__The data__.
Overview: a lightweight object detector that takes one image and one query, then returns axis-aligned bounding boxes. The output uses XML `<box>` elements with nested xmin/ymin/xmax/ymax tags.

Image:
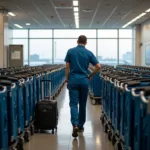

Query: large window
<box><xmin>119</xmin><ymin>39</ymin><xmax>132</xmax><ymax>65</ymax></box>
<box><xmin>29</xmin><ymin>30</ymin><xmax>52</xmax><ymax>38</ymax></box>
<box><xmin>54</xmin><ymin>39</ymin><xmax>96</xmax><ymax>64</ymax></box>
<box><xmin>30</xmin><ymin>39</ymin><xmax>52</xmax><ymax>66</ymax></box>
<box><xmin>13</xmin><ymin>30</ymin><xmax>28</xmax><ymax>38</ymax></box>
<box><xmin>54</xmin><ymin>30</ymin><xmax>96</xmax><ymax>38</ymax></box>
<box><xmin>98</xmin><ymin>39</ymin><xmax>117</xmax><ymax>65</ymax></box>
<box><xmin>13</xmin><ymin>29</ymin><xmax>133</xmax><ymax>66</ymax></box>
<box><xmin>13</xmin><ymin>39</ymin><xmax>28</xmax><ymax>65</ymax></box>
<box><xmin>98</xmin><ymin>30</ymin><xmax>118</xmax><ymax>38</ymax></box>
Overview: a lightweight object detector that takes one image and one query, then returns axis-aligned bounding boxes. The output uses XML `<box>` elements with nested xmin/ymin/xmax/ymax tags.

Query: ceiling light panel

__The task__. Count how many lines in the data above contain the string "ymin", treating case as significant, and give only that number.

__Task answer__. 12